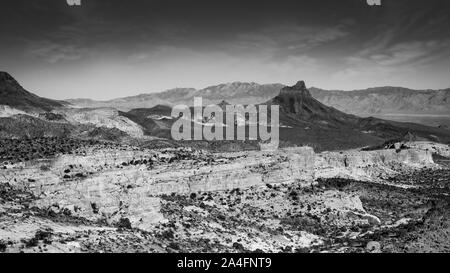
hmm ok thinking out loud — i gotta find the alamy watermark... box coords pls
[66,0,81,6]
[170,98,280,149]
[367,0,381,6]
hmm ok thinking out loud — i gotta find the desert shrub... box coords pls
[116,217,132,230]
[40,164,51,171]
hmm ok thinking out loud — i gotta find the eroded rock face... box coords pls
[404,141,450,158]
[1,146,315,230]
[1,143,438,232]
[315,148,435,182]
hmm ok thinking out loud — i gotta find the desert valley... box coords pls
[1,71,449,253]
● ● ● ● ●
# Work required
Print the line that contains "hmm ok thinking out loud — i gotta find the eroded" and each line after it up to the end of the listing, exactly as written.

# Reply
hmm ok thinking out loud — i gotta find the eroded rock face... box coords pls
[404,141,450,158]
[1,146,315,230]
[1,143,438,232]
[315,148,435,182]
hmm ok thinking out loud — i gotta find the desert valley... box coords pls
[1,71,449,253]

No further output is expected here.